What to work on |
The entries below need to be written out exactly, with no pictures included.

Records:
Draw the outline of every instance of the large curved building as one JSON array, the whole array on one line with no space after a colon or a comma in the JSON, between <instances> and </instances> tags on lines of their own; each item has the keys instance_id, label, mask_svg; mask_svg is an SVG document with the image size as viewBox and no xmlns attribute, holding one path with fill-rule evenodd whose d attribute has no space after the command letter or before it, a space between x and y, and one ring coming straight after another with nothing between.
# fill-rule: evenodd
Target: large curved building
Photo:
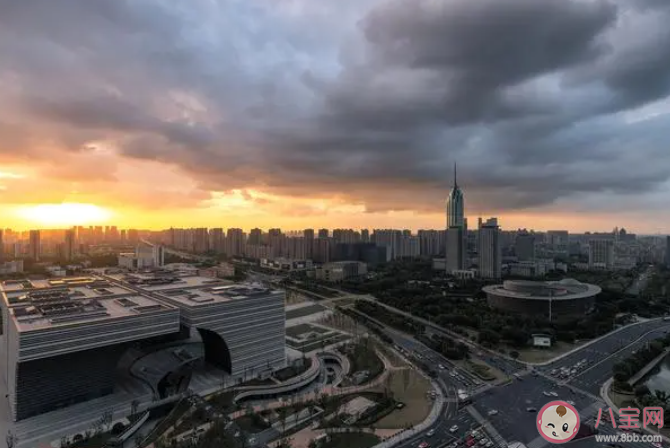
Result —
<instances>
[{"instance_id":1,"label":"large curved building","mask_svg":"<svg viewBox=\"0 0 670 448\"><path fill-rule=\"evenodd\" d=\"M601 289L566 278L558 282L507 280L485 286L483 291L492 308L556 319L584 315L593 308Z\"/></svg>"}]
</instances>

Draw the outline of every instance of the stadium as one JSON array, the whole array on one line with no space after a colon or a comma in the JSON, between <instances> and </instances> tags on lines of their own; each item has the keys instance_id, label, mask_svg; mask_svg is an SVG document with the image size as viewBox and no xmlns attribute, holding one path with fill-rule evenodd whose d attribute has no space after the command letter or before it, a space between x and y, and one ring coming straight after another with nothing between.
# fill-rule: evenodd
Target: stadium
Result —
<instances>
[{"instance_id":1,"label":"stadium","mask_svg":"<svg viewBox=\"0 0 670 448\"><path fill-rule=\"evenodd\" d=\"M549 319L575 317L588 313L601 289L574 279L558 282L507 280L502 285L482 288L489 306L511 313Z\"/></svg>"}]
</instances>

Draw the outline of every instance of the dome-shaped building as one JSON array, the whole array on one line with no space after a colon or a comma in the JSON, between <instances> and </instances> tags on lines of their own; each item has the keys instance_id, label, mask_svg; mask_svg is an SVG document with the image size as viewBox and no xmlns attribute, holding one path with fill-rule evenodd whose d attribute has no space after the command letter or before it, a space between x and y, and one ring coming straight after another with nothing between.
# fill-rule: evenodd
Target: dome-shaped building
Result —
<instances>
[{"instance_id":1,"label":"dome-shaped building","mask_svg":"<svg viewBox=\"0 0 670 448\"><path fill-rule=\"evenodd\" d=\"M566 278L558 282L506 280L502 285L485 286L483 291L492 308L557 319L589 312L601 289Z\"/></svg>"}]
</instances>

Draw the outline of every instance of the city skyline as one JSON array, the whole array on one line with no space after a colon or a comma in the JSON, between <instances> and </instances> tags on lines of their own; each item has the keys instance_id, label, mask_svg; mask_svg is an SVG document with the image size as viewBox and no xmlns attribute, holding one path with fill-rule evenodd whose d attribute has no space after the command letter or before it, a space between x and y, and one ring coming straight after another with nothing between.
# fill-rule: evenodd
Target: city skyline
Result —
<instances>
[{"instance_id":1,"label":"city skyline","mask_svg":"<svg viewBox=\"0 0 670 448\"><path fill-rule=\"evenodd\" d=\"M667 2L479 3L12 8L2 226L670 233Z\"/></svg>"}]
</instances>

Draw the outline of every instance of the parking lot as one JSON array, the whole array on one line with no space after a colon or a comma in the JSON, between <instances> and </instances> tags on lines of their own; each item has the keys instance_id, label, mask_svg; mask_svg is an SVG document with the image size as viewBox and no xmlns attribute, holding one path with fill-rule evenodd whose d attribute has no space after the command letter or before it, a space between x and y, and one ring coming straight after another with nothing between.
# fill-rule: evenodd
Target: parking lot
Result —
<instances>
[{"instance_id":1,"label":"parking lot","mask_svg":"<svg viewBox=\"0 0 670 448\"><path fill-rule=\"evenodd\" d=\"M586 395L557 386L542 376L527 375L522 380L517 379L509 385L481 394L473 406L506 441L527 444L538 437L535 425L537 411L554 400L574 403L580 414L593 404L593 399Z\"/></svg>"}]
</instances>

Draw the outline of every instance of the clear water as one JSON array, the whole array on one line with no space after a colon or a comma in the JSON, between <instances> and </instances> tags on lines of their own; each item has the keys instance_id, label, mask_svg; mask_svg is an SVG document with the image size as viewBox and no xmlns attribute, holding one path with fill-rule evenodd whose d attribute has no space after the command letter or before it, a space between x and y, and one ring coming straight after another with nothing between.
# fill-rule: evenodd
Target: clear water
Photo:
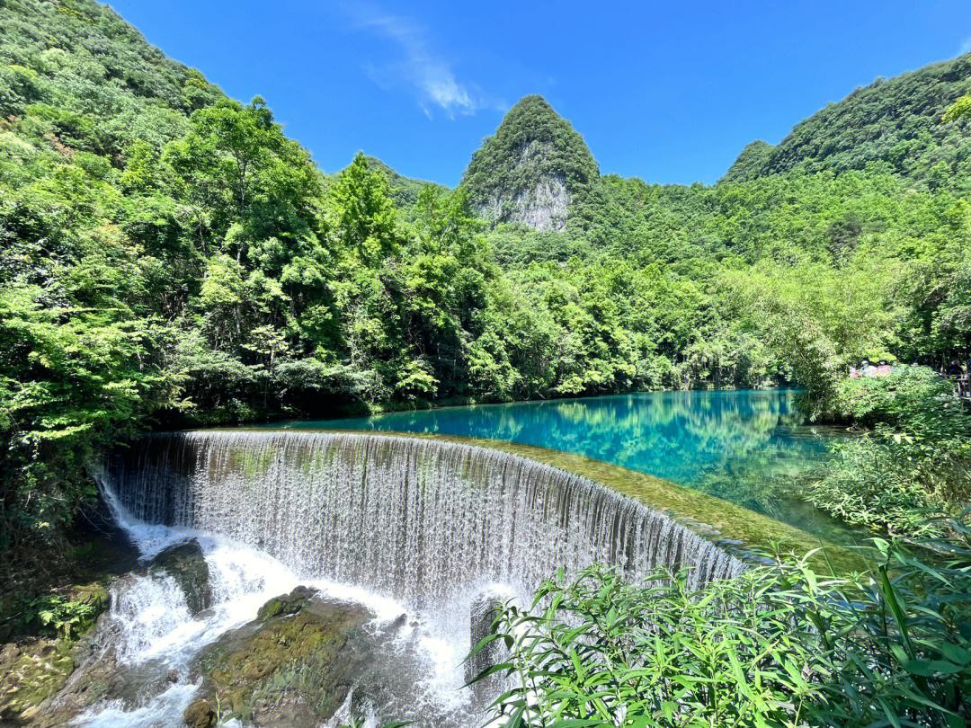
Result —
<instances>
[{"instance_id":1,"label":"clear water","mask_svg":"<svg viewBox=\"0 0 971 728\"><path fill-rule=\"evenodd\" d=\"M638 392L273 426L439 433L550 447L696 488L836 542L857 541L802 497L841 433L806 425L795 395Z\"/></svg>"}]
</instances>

Exercise response |
Draw the outline of every instance of the large curved building as one JSON array, the whole array on one line with no space after a colon or a comma in the JSON, between <instances> and </instances> tags on lines of their own; each item has the keys instance_id, label, mask_svg; mask_svg is an SVG document with the image size as viewBox and no xmlns attribute, holding one path with fill-rule evenodd whose d attribute has no space after the command letter or before it, a space between x and y, and one ring coming straight after another with nothing between.
# fill-rule: evenodd
Target: large curved building
Photo:
Result —
<instances>
[{"instance_id":1,"label":"large curved building","mask_svg":"<svg viewBox=\"0 0 670 448\"><path fill-rule=\"evenodd\" d=\"M601 289L566 278L558 282L507 280L485 286L483 291L492 308L556 319L584 315L593 308Z\"/></svg>"}]
</instances>

Draw the outline of every instance of the stadium as one JSON array, the whole array on one line with no space after a colon or a comma in the JSON, between <instances> and </instances> tags on lines of their own; each item has the keys instance_id, label, mask_svg; mask_svg is an SVG document with the image size as viewBox and no xmlns attribute, holding one path with fill-rule evenodd whose d attribute has no space after the command letter or before it, a space between x and y, and one ring coming straight after another with nothing between.
# fill-rule: evenodd
Target: stadium
Result —
<instances>
[{"instance_id":1,"label":"stadium","mask_svg":"<svg viewBox=\"0 0 670 448\"><path fill-rule=\"evenodd\" d=\"M549 319L575 317L588 313L601 289L574 279L558 282L507 280L502 285L482 288L489 306L511 313Z\"/></svg>"}]
</instances>

Draw the outline of every instance of the dome-shaped building as one JSON array, the whole array on one line with no space after a colon or a comma in the JSON, between <instances> and </instances> tags on lines of their own; each item has the keys instance_id, label, mask_svg; mask_svg is an SVG document with the image size as viewBox and no xmlns attribute, holding one path with fill-rule evenodd whose d attribute has no space after the command letter or before it, a space between x and y, and one ring coming straight after another with nothing between.
# fill-rule: evenodd
Target: dome-shaped building
Result —
<instances>
[{"instance_id":1,"label":"dome-shaped building","mask_svg":"<svg viewBox=\"0 0 670 448\"><path fill-rule=\"evenodd\" d=\"M566 278L558 282L506 280L502 285L485 286L483 291L492 308L557 319L589 312L601 289Z\"/></svg>"}]
</instances>

Draw the outline of every instance of the city skyline as one JSON array, the whole array on one line with no space after a colon or a comma in the JSON, between <instances> and </instances> tags on lines of their own; each item has the keys instance_id, label, mask_svg; mask_svg is an SVG document with the image size as viewBox and no xmlns attribute, holding one path with fill-rule evenodd whose d attribute has no space after the command letter or before it, a space between x and y, and one ring coming straight after another with nothing between.
# fill-rule: evenodd
Target: city skyline
Result —
<instances>
[{"instance_id":1,"label":"city skyline","mask_svg":"<svg viewBox=\"0 0 670 448\"><path fill-rule=\"evenodd\" d=\"M667 2L479 3L12 8L2 226L670 233Z\"/></svg>"}]
</instances>

Draw the outline of every instance of the parking lot as one JSON array, the whole array on one line with no space after a colon or a comma in the JSON, between <instances> and </instances> tags on lines of their own; each item has the keys instance_id, label, mask_svg; mask_svg is an SVG document with the image size as viewBox and no xmlns attribute, holding one path with fill-rule evenodd whose d attribute has no space after the command letter or before it, a space between x and y, and one ring coming straight after another with nothing between.
# fill-rule: evenodd
Target: parking lot
Result —
<instances>
[{"instance_id":1,"label":"parking lot","mask_svg":"<svg viewBox=\"0 0 670 448\"><path fill-rule=\"evenodd\" d=\"M586 395L557 386L542 376L527 375L522 380L517 379L509 385L481 394L473 406L506 441L527 444L538 437L535 425L537 411L554 400L574 403L580 414L593 404L593 399Z\"/></svg>"}]
</instances>

Draw the outline of every instance of the clear water as one JSON array, the whole array on one line with no space after a colon or a comma in the JSON, between <instances> and </instances> tags on lines of their own; each item has the keys instance_id, label, mask_svg; mask_svg is an SVG document with the image size as viewBox and no xmlns attribute, holding one path with fill-rule evenodd whose d attribute has no space after the command letter or before it, a space between x and y, and one ring coming straight after another with nothing between.
# fill-rule: evenodd
Target: clear water
Photo:
Result —
<instances>
[{"instance_id":1,"label":"clear water","mask_svg":"<svg viewBox=\"0 0 971 728\"><path fill-rule=\"evenodd\" d=\"M638 392L273 426L439 433L550 447L696 488L836 542L857 541L802 497L841 433L806 425L795 395Z\"/></svg>"}]
</instances>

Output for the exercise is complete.